→ STATED EXERCISE A
Reproduce the passage of the mailing-list message on the gendisk race between "The following call" and "gendisk (v2 gendisk)", inclusive, replacing "device number" with "major/minor number" throughout.

→ SELECTED EXCERPT
Hi Jan,
On 2017/3/13 23:14, Jan Kara wrote:
> blkdev_open() may race with gendisk shutdown in two different ways.
> Either del_gendisk() has already unhashed block device inode (and thus
> bd_acquire() will end up creating new block device inode) however
> gen_gendisk() will still return the gendisk that is being destroyed.
> Or bdev returned by bd_acquire() will get unhashed and gendisk destroyed
> before we get to get_gendisk() and get_gendisk() will return new gendisk
> that got allocated for device that reused the device number.
>
> In both cases this will result in possible inconsistencies between
> bdev->bd_disk and bdev->bd_bdi (in the first case after gendisk gets
> destroyed and device number reused, in the second case immediately).
> Fix the problem by checking whether the gendisk is still alive and inode
> hashed when associating bdev inode with it and its bdi. That way we are
> sure that we will not associate bdev inode with disk that got past
> blk_unregister_region() in del_gendisk() (and thus device number can get
> reused). Similarly, we will not associate bdev that was once associated
> with gendisk that is going away (and thus the corresponding bdev inode
> will get unhashed in del_gendisk()) with a new gendisk that is just
> reusing the device number.
I have run some extended tests based on Omar Sandoval's script [1] these days,
and found two new problems related with the race between bdev open and gendisk
shutdown.
The first problem lies in __blkdev_get(), and will cause use-after-free, or
worse oops. It happens because there may be two instances of gendisk related
with one bdev. When the process which owns the newer gendisk completes the
invocation of __blkdev_get() firstly, the other process which owns the older
gendisk will put the last reference of the older gendisk and cause
use-after-free.
The following call sequences illustrate the problem:
unhash the bdev_inode of /dev/sda
process A (blkdev_open()):
bd_acquire() returns new bdev_inode of /dev/sda
get_gendisk() returns gendisk (v1 gendisk)
remove gendisk from bdev_map
device number is reused
process B (blkdev_open()):
bd_acquire() returns new bdev_inode of /dev/sda
get_gendisk() returns a new gendisk (v2 gendisk)
increase bdev->bd_openers
process A (blkdev_open()):
find bdev->bd_openers != 0
put_disk(disk) // this is the last reference to v1 gendisk
disk_unblock_events(disk) // use-after-free occurs
The problem can be fixed by an extra check showed in the following snippet:
static int __blkdev_get(struct block_device *bdev, fmode_t mode, int for_part)
{
if (!bdev->bd_openers) {
} else {
if (bdev->bd_disk != disk) {
ret = -ENXIO;
goto out_unlock_bdev;
}
}
}
And we also can simplify the check in your patch by moving
blk_unregister_region()
before bdev_unhash_inode(), so whenever we get a new bdev_inode, the gendisk
returned
by get_gendisk() will either be NULL or a new gendisk. And the only check we
need to do
in __blkdev_get() is checking the hash status of the bdev_inode after we get a
gendisk
from get_gendisk(). The check can be done like the following snippet:
static int __blkdev_get(struct block_device *bdev, fmode_t mode, int for_part)

→ DATA FOR THE TASK
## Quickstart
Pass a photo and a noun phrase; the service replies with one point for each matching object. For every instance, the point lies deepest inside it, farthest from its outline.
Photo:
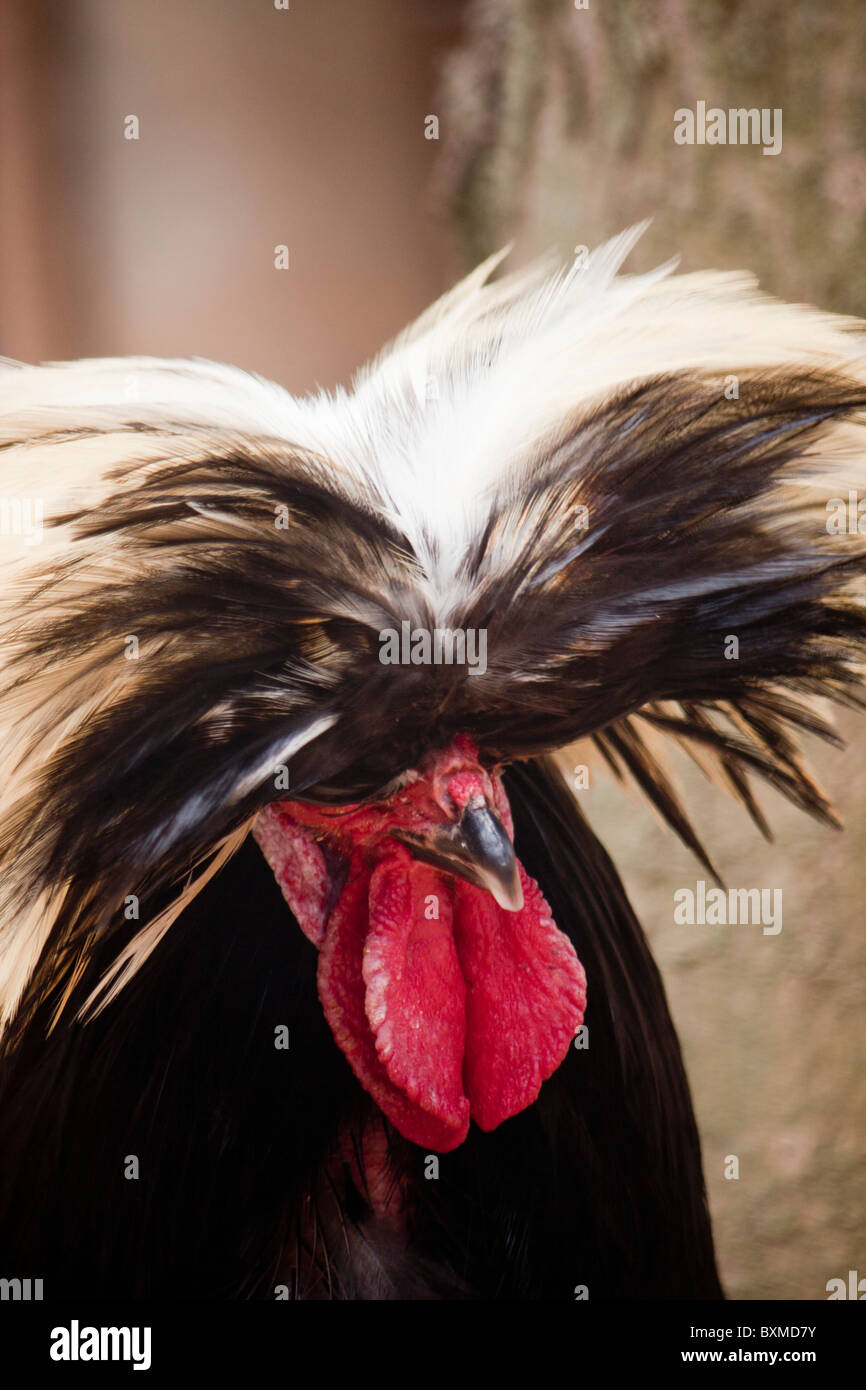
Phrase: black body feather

* * *

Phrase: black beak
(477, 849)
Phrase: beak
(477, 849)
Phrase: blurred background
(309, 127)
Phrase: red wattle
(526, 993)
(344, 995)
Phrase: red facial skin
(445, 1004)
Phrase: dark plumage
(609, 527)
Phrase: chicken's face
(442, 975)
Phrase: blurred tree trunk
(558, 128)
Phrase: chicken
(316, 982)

--

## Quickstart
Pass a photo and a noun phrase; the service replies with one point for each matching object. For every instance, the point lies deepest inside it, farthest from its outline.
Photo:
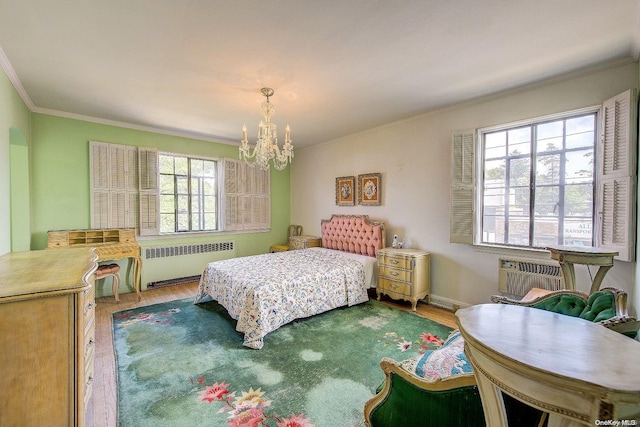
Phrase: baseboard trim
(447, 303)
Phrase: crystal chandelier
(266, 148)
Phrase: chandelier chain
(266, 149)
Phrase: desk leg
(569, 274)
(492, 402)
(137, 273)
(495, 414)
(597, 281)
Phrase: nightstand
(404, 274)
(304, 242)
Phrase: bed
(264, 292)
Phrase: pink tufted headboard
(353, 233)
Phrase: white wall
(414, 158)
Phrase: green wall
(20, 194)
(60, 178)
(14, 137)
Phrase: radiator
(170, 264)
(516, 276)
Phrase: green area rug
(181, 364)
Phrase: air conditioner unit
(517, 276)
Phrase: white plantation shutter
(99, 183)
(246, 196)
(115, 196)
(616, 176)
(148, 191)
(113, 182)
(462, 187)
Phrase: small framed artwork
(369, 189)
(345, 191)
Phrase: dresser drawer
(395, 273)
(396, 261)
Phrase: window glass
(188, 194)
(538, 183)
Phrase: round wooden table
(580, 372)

→ STATED EXERCISE B
Count how many lines of the records contain the string "black", matching case exactly, and reply with that number alone.

→ EXERCISE SOLUTION A
The following call sequences illustrate the problem:
unhash the bdev_inode of /dev/sda
process A (blkdev_open()):
bd_acquire() returns new bdev_inode of /dev/sda
get_gendisk() returns gendisk (v1 gendisk)
remove gendisk from bdev_map
major/minor number is reused
process B (blkdev_open()):
bd_acquire() returns new bdev_inode of /dev/sda
get_gendisk() returns a new gendisk (v2 gendisk)

→ EXERCISE SOLUTION B
2